**Exercices**
1. Recopiez le passage du bloc de texte allant de « Mme Dominique Voynet, rapporteure » jusqu'à « gausse, c’est selon. » inclus, en substituant « rapporteure spéciale » à « rapporteure pour avis ».
2. Répondez brièvement aux questions suivantes d'après le bloc de texte.
(a) Combien de jours après la présentation du projet de budget devant la presse la commission est-elle invitée à se prononcer sur les crédits de la mission ?
(b) Quel organisme a sonné l'alerte rouge ?
(c) Quelle année a été la plus chaude jamais enregistrée à l'échelle mondiale ?

**Bloc de texte**
========================================

Mme Dominique Voynet, rapporteure pour avis. Inutile de s’attarder sur les conditions dans lesquelles le projet de budget a été présenté : chacun les connaît et s’en inquiète ou s’en gausse, c’est selon.
Certes, traditionnellement, nous sommes charrette lors de l’examen du budget mais cette année, notre commission est invitée à se prononcer sur les crédits de cette mission cinq jours à peine après la présentation du projet de budget devant la presse. C’est une bien curieuse façon de faire ! Heureusement, la seconde partie du rapport consacré à la forêt a pu être anticipée avec des auditions d’experts et de praticiens de la filière et le travail d’analyse budgétaire nécessaire pour la préparation de ce rapport a pu être correctement conduit – je remercie d’ailleurs l’administratrice, qui a consacré son énergie et son expérience à cette tâche. Il est toutefois dommageable de n’avoir pu disposer des jaunes budgétaires, qui auraient pu nous donner de précieuses indications sur l’évolution du budget de l’Agence de la transition écologique (ADEME), de l’Office national des forêts (ONF) ou des crédits de la filière nucléaire répartis entre cette mission et les missions Économie, Plan de relance, Investir pour la France de 2030 et Défense.
Dans sa déclaration de politique générale, le Premier ministre a placé sur le même plan dette budgétaire et dette écologique. Force est de reconnaître, avec Le Monde, que la dette financière passe avant la dette écologique et que les crédits de la mission Écologie, développement et mobilité durables sont loin de traduire la priorité affichée.
Le dérèglement climatique s’accélère, même si la France a été relativement épargnée grâce à un été exceptionnellement pluvieux. L’Organisation météorologique mondiale (OMM) a néanmoins sonné l’alerte rouge, l’année 2023 ayant été la plus chaude jamais enregistrée à l’échelle mondiale. La canicule n’affecte pas que le confort des êtres humains mais aussi la production agricole. Face au réchauffement inquiétant des océans, à la survenue de tornades inconnues jusqu’ici, la répétition d’hivers sans neige ou à la souffrance des arbres, les plus sceptiques, qui s’obstinaient jusqu’ici à nier le caractère anthropique du bouleversement climatique, l’admettent désormais,
Ce n’est pas la première fois que le budget pourtant modeste de la mission sert de variable d’ajustement et que les crédits indispensables à l’isolation des logements, des écoles, des gymnases, des hôpitaux – avec la double ambition d’optimiser les consommations d’énergie et d’améliorer le confort des usagers – sont sacrifiés aux exigences du court terme. C’est un mauvais calcul car le prix de l’inaction est considérable, qu’il s’agisse des dégâts liés au retrait-gonflement des argiles, de l’érosion du trait de côte ou de l’effondrement des rendements agricoles. C’est un mauvais calcul car, de notre capacité à transformer maintenant, dans une perspective écologique, notre façon de bâtir, de produire, de consommer, de cultiver et de nous déplacer, dépend non seulement la survie des écosystèmes aquatiques ou forestiers mais encore notre capacité à vivre demain de façon pacifique, confortable et décente, notre compétitivité et notre aptitude à interagir avec nos semblables.

========================================

**Données extraites**
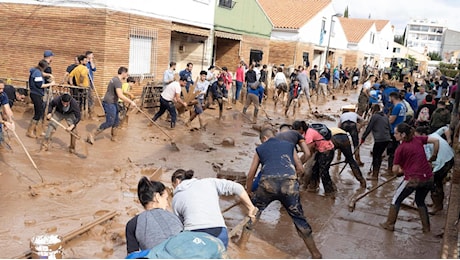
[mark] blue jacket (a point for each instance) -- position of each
(36, 81)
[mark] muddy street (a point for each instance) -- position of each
(78, 190)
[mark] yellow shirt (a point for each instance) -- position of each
(336, 130)
(81, 75)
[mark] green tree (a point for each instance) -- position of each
(434, 55)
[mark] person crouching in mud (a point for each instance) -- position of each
(196, 202)
(278, 181)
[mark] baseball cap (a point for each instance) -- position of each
(48, 53)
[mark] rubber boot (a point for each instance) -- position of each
(93, 135)
(114, 134)
(391, 219)
(32, 126)
(39, 129)
(358, 158)
(45, 144)
(438, 200)
(423, 211)
(374, 176)
(311, 245)
(73, 141)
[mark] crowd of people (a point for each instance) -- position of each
(410, 124)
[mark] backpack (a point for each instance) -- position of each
(189, 244)
(323, 130)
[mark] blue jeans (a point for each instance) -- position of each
(219, 232)
(166, 105)
(239, 86)
(111, 116)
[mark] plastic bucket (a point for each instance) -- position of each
(46, 247)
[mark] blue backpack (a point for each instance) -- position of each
(187, 244)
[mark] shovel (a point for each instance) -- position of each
(173, 144)
(97, 95)
(28, 155)
(85, 148)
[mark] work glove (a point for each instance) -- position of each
(10, 125)
(70, 128)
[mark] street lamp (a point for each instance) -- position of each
(330, 32)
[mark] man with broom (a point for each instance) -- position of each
(66, 108)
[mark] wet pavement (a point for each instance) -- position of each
(78, 190)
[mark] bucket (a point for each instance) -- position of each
(46, 247)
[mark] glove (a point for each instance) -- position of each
(70, 128)
(10, 126)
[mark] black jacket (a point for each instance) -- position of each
(74, 108)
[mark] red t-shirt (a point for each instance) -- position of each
(410, 156)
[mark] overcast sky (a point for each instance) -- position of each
(400, 11)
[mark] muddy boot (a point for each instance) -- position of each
(73, 140)
(423, 211)
(114, 134)
(311, 245)
(438, 200)
(30, 131)
(391, 219)
(45, 144)
(91, 136)
(358, 158)
(254, 118)
(374, 175)
(39, 129)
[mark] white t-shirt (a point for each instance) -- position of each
(445, 152)
(171, 90)
(349, 116)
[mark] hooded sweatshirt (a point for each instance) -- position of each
(196, 201)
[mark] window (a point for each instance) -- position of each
(332, 28)
(226, 3)
(142, 51)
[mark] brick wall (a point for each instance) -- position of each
(227, 53)
(282, 52)
(28, 30)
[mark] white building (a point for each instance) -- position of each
(425, 35)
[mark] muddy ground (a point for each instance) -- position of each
(77, 190)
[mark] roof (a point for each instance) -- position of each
(380, 24)
(355, 28)
(292, 14)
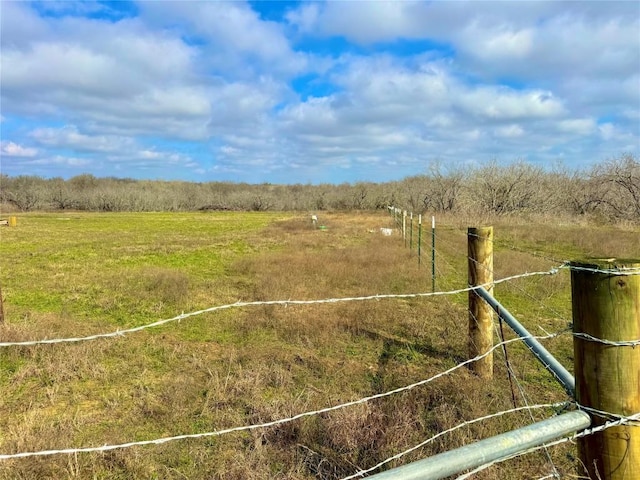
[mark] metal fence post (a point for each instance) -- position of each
(605, 297)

========================================

**Corrigé détaillé**
1.
Mme Dominique Voynet, rapporteure spéciale. Inutile de s’attarder sur les conditions dans lesquelles le projet de budget a été présenté : chacun les connaît et s’en inquiète ou s’en gausse, c’est selon.

2.
(a) Cinq jours à peine.
(b) L'Organisation météorologique mondiale (OMM).
(c) L'année 2023.